- What to do -
Give back the whole listing exactly, line by line.

- Records supplied -
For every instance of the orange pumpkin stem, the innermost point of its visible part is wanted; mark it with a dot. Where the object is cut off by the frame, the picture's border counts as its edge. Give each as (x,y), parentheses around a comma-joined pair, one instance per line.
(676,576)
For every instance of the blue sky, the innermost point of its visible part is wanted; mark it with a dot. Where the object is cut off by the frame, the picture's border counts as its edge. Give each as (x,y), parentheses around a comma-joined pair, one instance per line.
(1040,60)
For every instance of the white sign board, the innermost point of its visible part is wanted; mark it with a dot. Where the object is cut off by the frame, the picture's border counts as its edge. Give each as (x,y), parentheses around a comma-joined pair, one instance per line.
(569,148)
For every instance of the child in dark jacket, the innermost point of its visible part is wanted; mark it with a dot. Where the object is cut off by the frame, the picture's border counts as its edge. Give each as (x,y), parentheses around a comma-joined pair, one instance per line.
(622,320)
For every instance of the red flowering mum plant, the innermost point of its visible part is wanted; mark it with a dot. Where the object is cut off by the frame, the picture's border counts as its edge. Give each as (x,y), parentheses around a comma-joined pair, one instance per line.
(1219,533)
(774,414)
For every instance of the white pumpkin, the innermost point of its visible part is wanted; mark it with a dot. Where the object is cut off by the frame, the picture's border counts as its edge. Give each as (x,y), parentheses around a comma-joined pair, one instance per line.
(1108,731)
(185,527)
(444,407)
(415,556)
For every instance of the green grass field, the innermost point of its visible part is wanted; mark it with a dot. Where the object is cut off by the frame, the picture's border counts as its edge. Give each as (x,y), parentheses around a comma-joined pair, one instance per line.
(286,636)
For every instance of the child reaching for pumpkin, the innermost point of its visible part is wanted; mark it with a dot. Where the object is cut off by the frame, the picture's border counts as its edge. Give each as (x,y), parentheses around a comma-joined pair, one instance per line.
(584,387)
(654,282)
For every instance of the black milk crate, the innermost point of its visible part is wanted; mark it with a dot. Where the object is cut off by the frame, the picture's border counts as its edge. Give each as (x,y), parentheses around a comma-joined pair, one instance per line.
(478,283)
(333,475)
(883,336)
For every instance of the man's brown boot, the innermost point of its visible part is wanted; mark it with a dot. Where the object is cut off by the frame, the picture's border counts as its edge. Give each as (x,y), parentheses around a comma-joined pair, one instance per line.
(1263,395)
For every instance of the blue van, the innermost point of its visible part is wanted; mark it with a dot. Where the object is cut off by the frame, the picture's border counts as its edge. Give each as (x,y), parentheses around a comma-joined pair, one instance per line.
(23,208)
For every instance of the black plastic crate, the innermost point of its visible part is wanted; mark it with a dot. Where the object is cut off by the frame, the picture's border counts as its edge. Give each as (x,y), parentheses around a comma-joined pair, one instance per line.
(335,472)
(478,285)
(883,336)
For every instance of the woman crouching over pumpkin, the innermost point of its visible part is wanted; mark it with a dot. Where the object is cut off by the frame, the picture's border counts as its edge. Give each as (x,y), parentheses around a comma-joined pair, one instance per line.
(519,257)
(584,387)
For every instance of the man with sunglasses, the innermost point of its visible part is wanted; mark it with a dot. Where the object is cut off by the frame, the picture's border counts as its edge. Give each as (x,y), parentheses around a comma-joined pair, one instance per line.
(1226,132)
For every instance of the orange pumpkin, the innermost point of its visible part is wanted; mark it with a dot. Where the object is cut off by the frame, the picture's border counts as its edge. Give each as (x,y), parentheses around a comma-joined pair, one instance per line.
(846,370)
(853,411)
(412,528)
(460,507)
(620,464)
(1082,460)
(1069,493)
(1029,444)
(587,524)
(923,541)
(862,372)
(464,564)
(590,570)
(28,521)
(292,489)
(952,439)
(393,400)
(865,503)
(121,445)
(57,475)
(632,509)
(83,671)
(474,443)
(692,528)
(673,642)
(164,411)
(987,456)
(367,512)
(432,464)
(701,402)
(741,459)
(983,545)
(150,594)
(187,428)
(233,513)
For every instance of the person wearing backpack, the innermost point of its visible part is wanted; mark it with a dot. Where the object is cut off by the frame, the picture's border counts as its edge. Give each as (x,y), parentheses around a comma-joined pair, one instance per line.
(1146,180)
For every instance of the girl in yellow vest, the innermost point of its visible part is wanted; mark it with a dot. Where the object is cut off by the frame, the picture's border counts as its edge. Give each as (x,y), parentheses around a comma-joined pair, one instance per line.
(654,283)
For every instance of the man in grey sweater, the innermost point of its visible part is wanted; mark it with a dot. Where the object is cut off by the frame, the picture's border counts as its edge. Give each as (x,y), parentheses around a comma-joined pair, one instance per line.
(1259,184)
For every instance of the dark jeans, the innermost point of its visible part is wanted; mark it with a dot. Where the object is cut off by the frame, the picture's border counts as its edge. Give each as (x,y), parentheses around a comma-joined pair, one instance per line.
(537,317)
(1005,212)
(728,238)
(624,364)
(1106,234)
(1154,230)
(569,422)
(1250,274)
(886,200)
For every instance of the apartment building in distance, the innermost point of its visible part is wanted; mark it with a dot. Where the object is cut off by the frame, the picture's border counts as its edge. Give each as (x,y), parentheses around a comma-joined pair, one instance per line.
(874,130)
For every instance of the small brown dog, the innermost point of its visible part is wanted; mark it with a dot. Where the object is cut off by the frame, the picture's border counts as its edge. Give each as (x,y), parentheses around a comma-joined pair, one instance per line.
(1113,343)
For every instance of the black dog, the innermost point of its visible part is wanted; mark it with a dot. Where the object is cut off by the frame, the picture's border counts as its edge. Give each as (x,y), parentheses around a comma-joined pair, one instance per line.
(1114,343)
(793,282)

- Output below -
For every instance of the orange pumpkin stem, the innermost point of its visible part is wanted; mark it with a dot. Where the object is cut off by the frame, the picture's border counts as its edge. Give each as (x,y), parentheses around a comma-joined pair, one instance per line.
(676,576)
For every instance of the blue sky, the innermost point of its visible part is wanted; mark it with a dot. Where the object is cut off by the frame, the picture's border counts as its edge. Give each as (x,y), parentheses around a comma-joined pair, one instance per line.
(1040,60)
For every instance of the white sign board, the innermost point of its visible part is wanted; mark it with a dot. Where the object is cut off by the frame, the picture's border counts as its edge. Give each as (x,y), parentheses around a comma-joined pair, one instance per line.
(569,148)
For every instance of the child in dark jacket, the innermost point of its visible part is wanted; mark it with a dot. Where the object is cut off by the frame, the picture's border counts as its edge. Give each as (x,y), parentheses around a comma-joined pair, one instance per line.
(622,320)
For every instance of the red flowering mum plant, the innermost point of its visible part is wanted; mark it with a dot. Where the object is cut off by the frame, the picture's border counts as its edge. Give each as (x,y), parentheses around a comma-joined pair, one instance per line.
(1219,533)
(774,414)
For every instance of the white pumpkin, the innermost point of its visible part is wanted; mark it with a dot. Where the object is cut off by the frame, the picture's border counts as its edge. Give each as (x,y), parentheses around a comma-joined pair, one instance per line.
(1108,731)
(185,527)
(444,407)
(415,556)
For every instance of the green grass field, the innermost point of its visible part is wanted; mark it with a dot. Where the object is cut off by the frame, the picture's border counts as its edge. Give each as (x,y), parentheses around a comma-joined pair, one instance per line.
(286,636)
For every instance of the child reaching for pumpkin, the innermost point of its visible part is wanted; mark it with a dot. Where the object is cut off by the frame, the picture's border counts as its edge. Give each as (x,y), parentheses around a comma-joined pair, one instance per line.
(584,387)
(654,282)
For every instance of the black milk crate, the innermost point of its visible part is wanted; mark it with a dot. Where the object is cut off by the frame, the picture's border counts as its edge. Give each as (x,y), parentheses around a comma-joined pair, one instance per line.
(478,283)
(333,475)
(883,336)
For every instance of the man's brown boot, the innermost point of its visible part is wanted; mark it with a dot. Where the object is cut off by the frame, the picture's border counts as its edge. Give each as (x,y), parentheses around a comma-joined pair, one instance per line.
(1263,395)
For every instance of the blue van, the innermost point of its visible part is wanted; mark it with a dot. Where the object is cut off by the frame, the picture's border counts as its edge. Give each as (x,y), parentheses around a comma-joined pair, one instance per line.
(23,208)
For every instance of the black plastic crate, the innermost point of its visible part is wanted; mark it with a dot. Where the object is cut off by the frame, the picture's border counts as its edge. Give each as (x,y), parentheses around a comma-joined pair, one instance per line.
(335,472)
(478,285)
(883,336)
For every instance of the woman crouching over pumpkin, the innermost point of its visible part is wanted; mark it with a dot. Where the object is cut off by the frame, the picture's border counts as its edge. Give each as (x,y), parentheses around a comma-joined pair, one instance per line.
(519,257)
(584,387)
For every instance of the man with sunglasses, the innermost point of its visible part is wanted; mark it with a dot. Where the object is cut off by the frame, the picture's border counts as its edge. Give each as (x,y), parentheses around a comma-joined pair, one instance per line.
(1226,132)
For every instance of the orange pumpkin, the innermost point of its visible part is wanted; mark it with a dot. Where the object is cut off by the frame, the picture's border counts as its edge. Give each as (x,y), parentheses around a comma-joined pair, one instance per line.
(846,370)
(853,411)
(412,528)
(460,507)
(620,464)
(1082,460)
(1069,493)
(1029,444)
(587,524)
(923,541)
(862,372)
(464,564)
(590,570)
(28,521)
(292,489)
(952,439)
(393,400)
(865,503)
(121,445)
(57,475)
(632,509)
(83,671)
(474,443)
(692,528)
(673,642)
(164,411)
(987,456)
(367,512)
(432,464)
(701,402)
(741,459)
(983,545)
(150,594)
(187,428)
(233,513)
For every instance of the person wearing backpack, the innermost point of its visible part is wanted; mark it with a dot. Where the object is cut off by the frame, the picture's border counts as its edge. Give each as (x,y), parentheses around a comma-joined pair, one instance per line.
(1146,180)
For every instance of the girl in yellow vest, the innermost point of its visible part is wanted; mark it with a dot. Where the object is cut off by the frame, the picture's border counts as its edge. Give each as (x,y), parentheses around a comma-joined pair, one instance per line.
(654,283)
For every instance of the man in grey sweater, the innermost point of its visible part is wanted; mark it with a dot. Where the object is cut off by the frame, the picture's border counts as its edge. Give each as (x,y), parentheses around a comma-joined pair, one instance per line.
(1259,184)
For every instance of the dark jeans, the innermost point of its visible part is wanted; mark it with a dot. Where the object is cut off by the frame, the picture's border counts as its edge. Give each as (x,y), parentheses around a comma-joined pair, one instance per line.
(537,317)
(1005,212)
(728,238)
(624,364)
(1106,234)
(1154,230)
(569,422)
(1250,274)
(886,200)
For every instance of the apartment building in distance, the innermost point of its visible part is wanted; mark it with a dot. Where the object is cut off by the frame, the picture's border counts as its edge. Give each as (x,y), parentheses around a comma-joined pair, one instance per line.
(874,130)
For every instance of the small brown dog, the innermost point of its visible part is wanted; mark it with a dot. Where the object is cut off by the frame, the picture's border counts as its edge. Give each as (x,y), parentheses around a comma-joined pair, one instance per line.
(1113,343)
For every instance of the black dog, the innermost point of its visible part is wanted; mark it with a dot. Where the object is cut off by the frame, the picture's border counts as its edge. Give each as (x,y), parentheses around a comma-joined pair, one instance per line.
(1114,343)
(793,282)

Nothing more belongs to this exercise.